## EXERCISE
Here are the records. Write out exactly the lines between the one holding "Sports-analytics tagging: mark the illuminated wall" and the one holding "Sports-analytics tagging: mark the blue stage", inclusive.
*** Opening of EXERCISE INPUTS ***
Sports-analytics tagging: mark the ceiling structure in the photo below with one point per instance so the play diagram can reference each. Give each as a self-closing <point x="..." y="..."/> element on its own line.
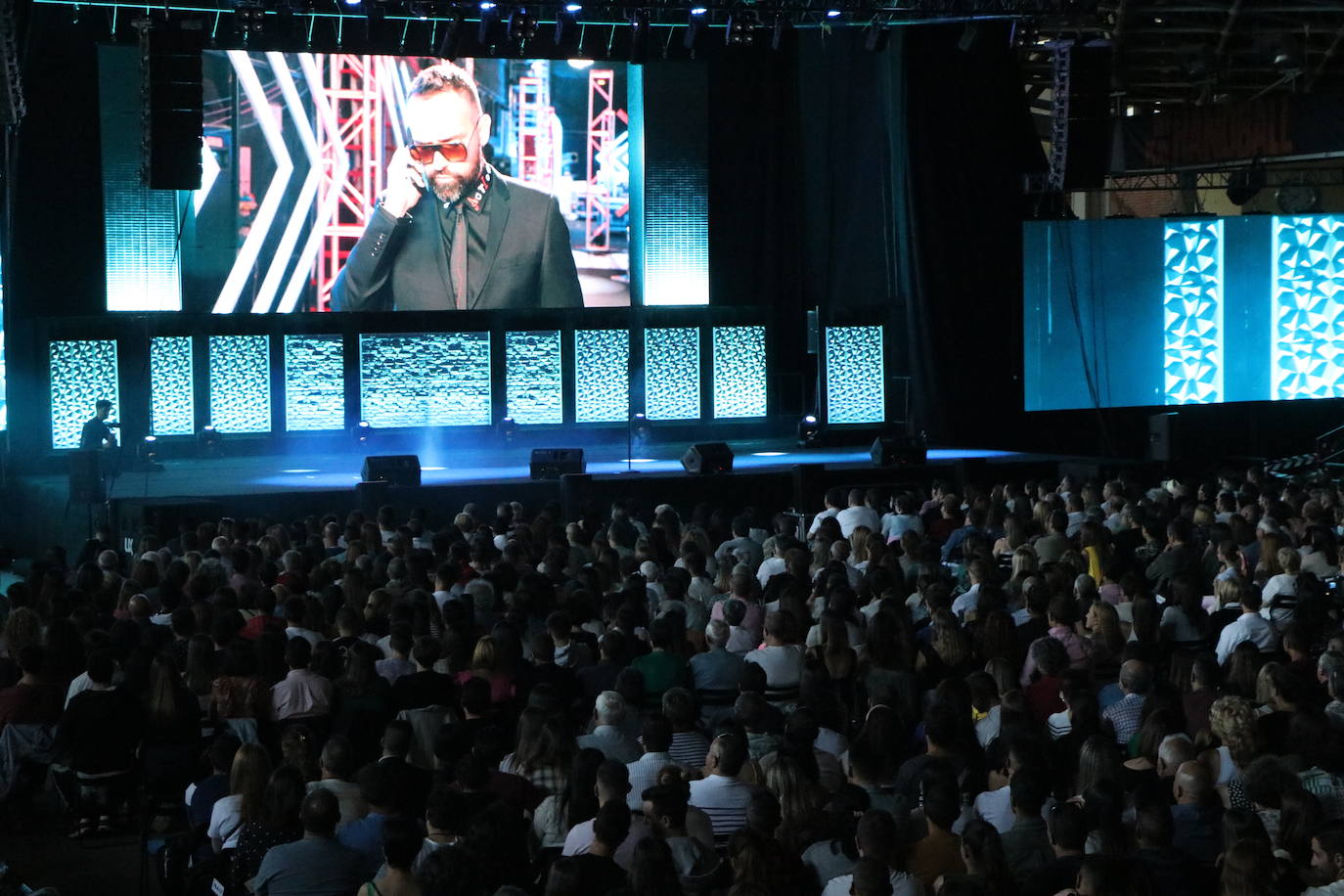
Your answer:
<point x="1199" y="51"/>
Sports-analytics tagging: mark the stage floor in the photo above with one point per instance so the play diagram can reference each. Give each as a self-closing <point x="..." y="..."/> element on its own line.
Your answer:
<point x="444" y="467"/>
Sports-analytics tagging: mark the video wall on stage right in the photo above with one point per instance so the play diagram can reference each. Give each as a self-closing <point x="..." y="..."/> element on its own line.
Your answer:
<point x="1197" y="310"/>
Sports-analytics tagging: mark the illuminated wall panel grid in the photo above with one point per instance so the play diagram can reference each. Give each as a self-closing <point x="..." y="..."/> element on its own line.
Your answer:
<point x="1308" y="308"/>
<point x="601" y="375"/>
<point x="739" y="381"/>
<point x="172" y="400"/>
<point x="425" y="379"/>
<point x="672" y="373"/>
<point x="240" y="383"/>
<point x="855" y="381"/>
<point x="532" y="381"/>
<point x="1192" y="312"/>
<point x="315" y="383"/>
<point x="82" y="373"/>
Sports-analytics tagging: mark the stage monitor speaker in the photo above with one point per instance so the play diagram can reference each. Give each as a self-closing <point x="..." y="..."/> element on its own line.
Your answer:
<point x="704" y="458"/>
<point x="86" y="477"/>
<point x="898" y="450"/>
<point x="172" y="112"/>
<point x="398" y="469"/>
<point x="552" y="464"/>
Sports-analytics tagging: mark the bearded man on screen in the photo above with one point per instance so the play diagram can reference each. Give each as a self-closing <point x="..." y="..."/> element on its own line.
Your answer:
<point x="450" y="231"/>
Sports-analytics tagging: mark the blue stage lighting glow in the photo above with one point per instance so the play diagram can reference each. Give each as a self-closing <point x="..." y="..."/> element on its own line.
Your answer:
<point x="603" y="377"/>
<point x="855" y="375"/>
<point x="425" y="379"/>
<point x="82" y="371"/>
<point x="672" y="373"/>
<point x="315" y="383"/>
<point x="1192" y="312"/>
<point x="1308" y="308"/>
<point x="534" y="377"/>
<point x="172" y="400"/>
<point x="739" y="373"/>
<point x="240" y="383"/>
*** Close of EXERCISE INPUTS ***
*** Opening of EXERCISE INPUTS ***
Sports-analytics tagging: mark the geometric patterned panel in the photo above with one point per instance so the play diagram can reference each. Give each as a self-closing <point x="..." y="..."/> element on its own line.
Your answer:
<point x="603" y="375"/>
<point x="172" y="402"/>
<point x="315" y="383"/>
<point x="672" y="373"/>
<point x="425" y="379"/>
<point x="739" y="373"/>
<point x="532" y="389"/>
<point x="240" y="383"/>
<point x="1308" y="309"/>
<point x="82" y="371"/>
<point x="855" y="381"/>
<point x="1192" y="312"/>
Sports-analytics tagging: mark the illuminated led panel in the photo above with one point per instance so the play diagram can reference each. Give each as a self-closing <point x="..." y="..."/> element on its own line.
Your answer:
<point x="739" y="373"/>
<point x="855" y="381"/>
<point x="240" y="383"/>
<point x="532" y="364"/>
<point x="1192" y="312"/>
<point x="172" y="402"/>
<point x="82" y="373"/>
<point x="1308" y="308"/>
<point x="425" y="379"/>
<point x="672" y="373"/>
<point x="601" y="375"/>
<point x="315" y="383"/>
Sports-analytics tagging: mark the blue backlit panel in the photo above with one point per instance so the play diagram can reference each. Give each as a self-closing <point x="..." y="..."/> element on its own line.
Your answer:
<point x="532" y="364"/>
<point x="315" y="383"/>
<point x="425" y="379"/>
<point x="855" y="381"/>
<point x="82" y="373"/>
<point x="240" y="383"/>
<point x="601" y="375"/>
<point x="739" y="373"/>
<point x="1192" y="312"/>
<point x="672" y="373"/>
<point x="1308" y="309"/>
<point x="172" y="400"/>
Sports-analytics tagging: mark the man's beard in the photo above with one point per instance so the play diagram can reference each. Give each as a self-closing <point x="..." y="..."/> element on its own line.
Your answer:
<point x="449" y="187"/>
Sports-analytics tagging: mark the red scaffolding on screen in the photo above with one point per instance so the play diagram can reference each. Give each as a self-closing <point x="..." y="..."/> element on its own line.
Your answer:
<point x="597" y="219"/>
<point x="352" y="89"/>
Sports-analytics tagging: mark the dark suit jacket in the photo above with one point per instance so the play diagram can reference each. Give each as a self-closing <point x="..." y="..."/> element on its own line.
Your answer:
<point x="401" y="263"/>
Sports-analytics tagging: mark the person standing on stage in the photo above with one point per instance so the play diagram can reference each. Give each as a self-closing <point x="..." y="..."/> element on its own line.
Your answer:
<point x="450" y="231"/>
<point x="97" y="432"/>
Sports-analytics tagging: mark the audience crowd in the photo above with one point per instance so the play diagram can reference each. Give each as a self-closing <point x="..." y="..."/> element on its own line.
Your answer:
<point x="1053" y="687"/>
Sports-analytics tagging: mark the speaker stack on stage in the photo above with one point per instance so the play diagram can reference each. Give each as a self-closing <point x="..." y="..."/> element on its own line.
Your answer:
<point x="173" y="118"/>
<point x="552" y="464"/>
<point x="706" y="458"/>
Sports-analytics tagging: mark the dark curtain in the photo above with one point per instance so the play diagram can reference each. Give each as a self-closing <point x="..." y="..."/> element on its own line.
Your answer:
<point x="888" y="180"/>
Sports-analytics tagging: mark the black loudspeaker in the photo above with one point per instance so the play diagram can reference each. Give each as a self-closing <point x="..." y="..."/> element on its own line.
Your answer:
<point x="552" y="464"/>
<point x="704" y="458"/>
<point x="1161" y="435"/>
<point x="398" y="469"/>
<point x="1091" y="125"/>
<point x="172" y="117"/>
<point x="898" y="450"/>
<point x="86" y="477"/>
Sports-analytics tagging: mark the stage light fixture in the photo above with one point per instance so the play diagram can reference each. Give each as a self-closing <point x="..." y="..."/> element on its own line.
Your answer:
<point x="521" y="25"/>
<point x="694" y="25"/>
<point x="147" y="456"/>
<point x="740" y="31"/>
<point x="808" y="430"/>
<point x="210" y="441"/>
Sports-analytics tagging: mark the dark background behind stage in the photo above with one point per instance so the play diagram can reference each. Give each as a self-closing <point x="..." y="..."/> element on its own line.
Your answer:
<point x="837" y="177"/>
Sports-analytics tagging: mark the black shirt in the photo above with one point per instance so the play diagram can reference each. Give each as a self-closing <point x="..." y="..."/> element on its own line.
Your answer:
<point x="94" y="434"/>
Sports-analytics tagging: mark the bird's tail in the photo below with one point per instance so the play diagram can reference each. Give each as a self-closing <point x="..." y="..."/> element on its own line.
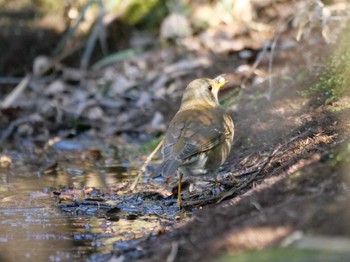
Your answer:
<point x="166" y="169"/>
*** Close of EXERCISE INPUTS ***
## ANSWER SECTION
Sports-analytics tagging: mark the illuminated wall panel grid in the photo above with one point per instance so the play diagram can reference each. Give each as a self-closing <point x="..." y="..."/> element on its own line.
Your answer:
<point x="1308" y="308"/>
<point x="601" y="375"/>
<point x="739" y="381"/>
<point x="172" y="400"/>
<point x="425" y="379"/>
<point x="672" y="373"/>
<point x="240" y="383"/>
<point x="855" y="381"/>
<point x="532" y="381"/>
<point x="1192" y="312"/>
<point x="315" y="383"/>
<point x="82" y="373"/>
Sports-analytics tagging: mark the stage monitor speaker in the photo above with one point per instance so the play diagram can reference each. Give each as a self-closing <point x="..." y="..."/> element on its own line.
Your answer:
<point x="704" y="458"/>
<point x="86" y="477"/>
<point x="898" y="450"/>
<point x="172" y="112"/>
<point x="398" y="469"/>
<point x="552" y="464"/>
Sports-analytics tagging: mark the bearded man on screen in the photo above with one point per instance so the play diagram can reference each. Give each as a self-closing <point x="..." y="..."/> element on its own line.
Your answer:
<point x="450" y="231"/>
Sports-analytics tagging: mark the blue stage lighting glow in the photo above with one point per instance so the play diagram can reference each. Give each as a self-closing <point x="..." y="..."/> element on its own line.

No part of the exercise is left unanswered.